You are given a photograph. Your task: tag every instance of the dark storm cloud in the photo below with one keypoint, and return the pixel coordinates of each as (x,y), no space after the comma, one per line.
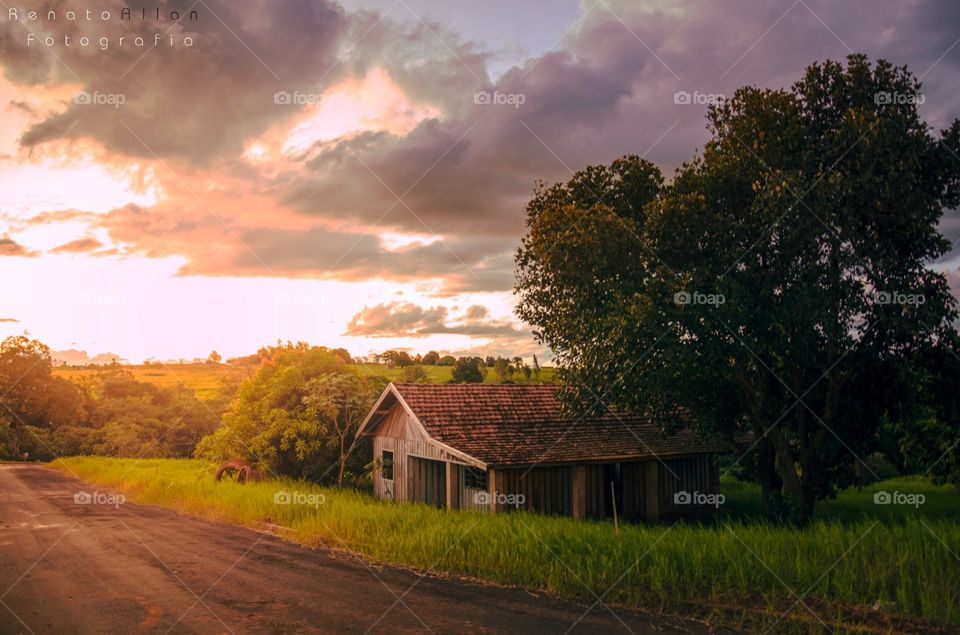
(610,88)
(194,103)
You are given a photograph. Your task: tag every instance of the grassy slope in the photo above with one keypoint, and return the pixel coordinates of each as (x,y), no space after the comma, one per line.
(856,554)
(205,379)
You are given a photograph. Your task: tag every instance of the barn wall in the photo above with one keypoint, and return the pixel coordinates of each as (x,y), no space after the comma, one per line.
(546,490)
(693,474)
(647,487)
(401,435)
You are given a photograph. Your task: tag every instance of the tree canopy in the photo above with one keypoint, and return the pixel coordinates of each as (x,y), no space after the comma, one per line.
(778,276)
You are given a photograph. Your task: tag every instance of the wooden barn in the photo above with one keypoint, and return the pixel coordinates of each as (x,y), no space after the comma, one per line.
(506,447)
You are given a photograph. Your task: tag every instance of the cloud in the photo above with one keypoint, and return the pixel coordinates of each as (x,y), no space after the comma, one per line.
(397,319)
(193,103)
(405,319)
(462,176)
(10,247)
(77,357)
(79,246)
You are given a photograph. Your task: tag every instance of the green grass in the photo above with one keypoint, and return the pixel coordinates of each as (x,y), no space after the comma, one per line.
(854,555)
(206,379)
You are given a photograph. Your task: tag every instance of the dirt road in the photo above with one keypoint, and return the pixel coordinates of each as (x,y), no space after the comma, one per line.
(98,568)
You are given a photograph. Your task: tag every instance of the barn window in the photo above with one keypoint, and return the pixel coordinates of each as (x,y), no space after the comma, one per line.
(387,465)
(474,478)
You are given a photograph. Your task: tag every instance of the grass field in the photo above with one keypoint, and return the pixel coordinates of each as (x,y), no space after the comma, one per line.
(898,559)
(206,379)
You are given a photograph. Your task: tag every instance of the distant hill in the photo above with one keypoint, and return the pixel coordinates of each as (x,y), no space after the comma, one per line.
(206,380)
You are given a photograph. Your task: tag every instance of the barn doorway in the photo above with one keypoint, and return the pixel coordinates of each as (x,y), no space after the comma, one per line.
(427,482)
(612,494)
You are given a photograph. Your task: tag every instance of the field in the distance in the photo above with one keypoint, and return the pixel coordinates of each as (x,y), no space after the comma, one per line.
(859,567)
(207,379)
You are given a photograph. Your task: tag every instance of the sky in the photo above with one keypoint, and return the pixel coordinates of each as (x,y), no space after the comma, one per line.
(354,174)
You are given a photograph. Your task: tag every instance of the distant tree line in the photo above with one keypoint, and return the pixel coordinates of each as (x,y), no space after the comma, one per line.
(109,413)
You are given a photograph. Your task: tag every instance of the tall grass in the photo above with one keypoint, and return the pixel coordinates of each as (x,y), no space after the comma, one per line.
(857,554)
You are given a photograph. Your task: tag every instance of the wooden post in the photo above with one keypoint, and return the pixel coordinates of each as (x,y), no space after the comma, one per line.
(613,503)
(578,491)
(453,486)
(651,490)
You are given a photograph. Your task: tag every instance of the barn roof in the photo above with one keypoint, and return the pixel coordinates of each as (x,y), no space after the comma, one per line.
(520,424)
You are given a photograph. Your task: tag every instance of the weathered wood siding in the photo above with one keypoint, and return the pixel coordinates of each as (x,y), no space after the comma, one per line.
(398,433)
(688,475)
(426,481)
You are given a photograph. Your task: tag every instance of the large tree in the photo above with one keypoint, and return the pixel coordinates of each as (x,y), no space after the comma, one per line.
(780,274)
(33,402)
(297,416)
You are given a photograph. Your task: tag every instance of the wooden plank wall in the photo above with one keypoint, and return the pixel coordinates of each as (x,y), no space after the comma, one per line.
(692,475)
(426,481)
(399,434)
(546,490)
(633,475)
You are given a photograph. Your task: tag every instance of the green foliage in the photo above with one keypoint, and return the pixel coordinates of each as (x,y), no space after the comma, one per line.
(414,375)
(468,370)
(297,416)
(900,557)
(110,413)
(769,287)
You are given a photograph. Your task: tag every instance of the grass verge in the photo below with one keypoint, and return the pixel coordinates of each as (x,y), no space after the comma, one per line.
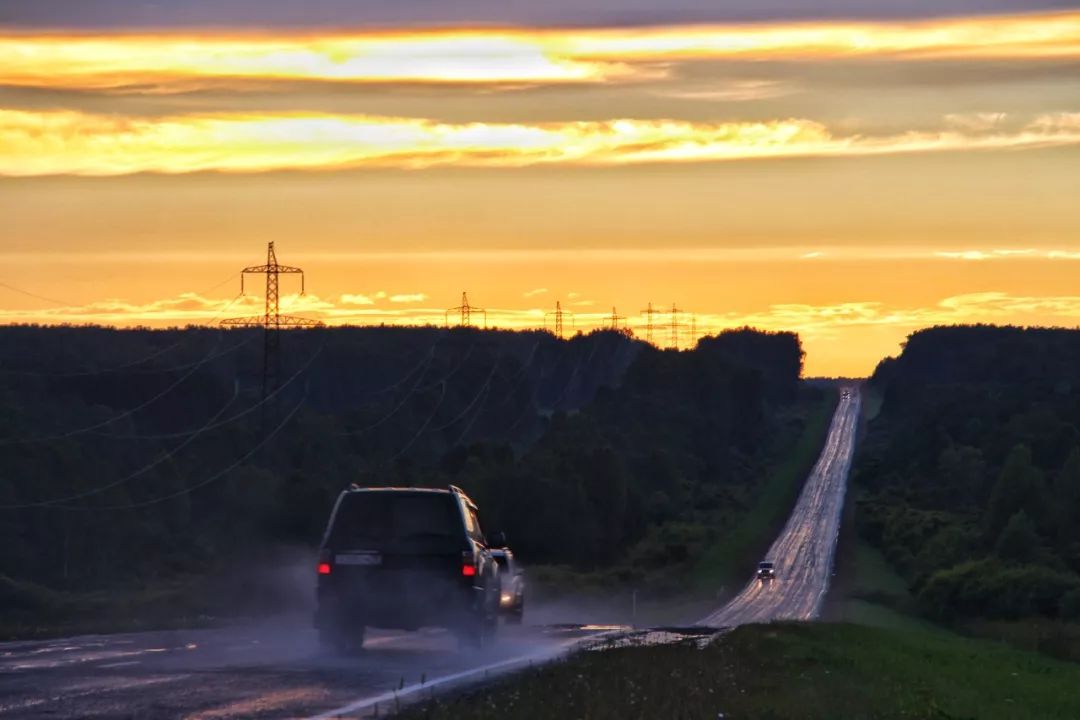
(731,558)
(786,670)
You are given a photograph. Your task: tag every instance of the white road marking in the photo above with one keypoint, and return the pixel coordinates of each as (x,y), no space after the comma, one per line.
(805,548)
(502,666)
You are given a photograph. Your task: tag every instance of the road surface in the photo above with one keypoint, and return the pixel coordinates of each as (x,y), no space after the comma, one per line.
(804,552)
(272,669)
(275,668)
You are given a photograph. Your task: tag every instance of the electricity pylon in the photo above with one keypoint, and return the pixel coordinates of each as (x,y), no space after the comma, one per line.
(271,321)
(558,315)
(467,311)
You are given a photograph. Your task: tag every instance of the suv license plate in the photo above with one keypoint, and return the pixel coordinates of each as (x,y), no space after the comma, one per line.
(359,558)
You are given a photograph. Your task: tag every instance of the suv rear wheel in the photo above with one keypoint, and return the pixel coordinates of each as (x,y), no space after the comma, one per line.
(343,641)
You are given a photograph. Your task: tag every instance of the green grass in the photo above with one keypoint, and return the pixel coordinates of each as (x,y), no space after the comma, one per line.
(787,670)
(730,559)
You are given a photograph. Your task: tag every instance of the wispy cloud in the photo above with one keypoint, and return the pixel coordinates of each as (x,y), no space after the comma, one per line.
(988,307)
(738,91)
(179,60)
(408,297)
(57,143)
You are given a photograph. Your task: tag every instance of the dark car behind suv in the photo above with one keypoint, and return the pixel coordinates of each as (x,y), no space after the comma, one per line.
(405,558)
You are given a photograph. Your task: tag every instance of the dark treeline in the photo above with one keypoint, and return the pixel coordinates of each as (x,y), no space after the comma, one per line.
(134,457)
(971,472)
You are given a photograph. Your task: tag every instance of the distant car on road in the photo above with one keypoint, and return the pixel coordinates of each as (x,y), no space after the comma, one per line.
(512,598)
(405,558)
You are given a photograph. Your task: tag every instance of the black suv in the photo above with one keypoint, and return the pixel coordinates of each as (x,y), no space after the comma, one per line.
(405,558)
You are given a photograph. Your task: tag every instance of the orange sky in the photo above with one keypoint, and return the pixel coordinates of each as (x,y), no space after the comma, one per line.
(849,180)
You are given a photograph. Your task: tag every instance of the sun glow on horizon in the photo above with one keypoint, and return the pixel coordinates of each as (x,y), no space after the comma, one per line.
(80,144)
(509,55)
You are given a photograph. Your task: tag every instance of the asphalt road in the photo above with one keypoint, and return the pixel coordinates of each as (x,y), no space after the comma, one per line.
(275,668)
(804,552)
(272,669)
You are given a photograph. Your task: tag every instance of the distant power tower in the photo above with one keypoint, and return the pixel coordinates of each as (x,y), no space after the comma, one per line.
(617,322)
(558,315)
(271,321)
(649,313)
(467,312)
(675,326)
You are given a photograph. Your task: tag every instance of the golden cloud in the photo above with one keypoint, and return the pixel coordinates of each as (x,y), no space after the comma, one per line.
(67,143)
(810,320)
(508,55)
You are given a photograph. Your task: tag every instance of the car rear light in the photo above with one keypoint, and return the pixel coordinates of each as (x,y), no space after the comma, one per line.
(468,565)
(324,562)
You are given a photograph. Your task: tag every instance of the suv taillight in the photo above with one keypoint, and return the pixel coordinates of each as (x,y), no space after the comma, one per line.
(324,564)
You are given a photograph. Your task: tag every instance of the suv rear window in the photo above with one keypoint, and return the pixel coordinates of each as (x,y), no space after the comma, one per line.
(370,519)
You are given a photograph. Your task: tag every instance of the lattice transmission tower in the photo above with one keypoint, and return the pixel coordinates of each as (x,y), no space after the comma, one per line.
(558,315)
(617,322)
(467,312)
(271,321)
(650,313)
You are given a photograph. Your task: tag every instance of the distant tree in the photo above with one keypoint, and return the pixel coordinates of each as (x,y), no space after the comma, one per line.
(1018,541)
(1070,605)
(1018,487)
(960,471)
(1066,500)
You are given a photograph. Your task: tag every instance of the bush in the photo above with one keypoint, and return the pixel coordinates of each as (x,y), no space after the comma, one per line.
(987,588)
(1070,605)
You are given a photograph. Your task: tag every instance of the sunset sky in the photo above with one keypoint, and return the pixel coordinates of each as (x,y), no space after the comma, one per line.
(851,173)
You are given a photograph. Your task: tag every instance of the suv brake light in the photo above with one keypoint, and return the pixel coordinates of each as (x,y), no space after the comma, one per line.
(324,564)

[Task description] Rewrite the stretch of the data from the line containing "of the sunset" through the end of the data, including the requests. Multiply every coordinate in the answers by 2.25 and round each result to a whole number, with halves rounded up.

[The result]
You are given a photograph. Your task: tag every instance of the sunset sky in the photo above with one keypoint, and return the pixel coordinates of each as (x,y), no space after the comma, one per line.
(1915,389)
You are given a photograph. Your task: tag every instance of the suv brake light in the photo above with one keypoint, and return the pixel coordinates of each as (x,y), no space after the comma, one per line.
(729,1269)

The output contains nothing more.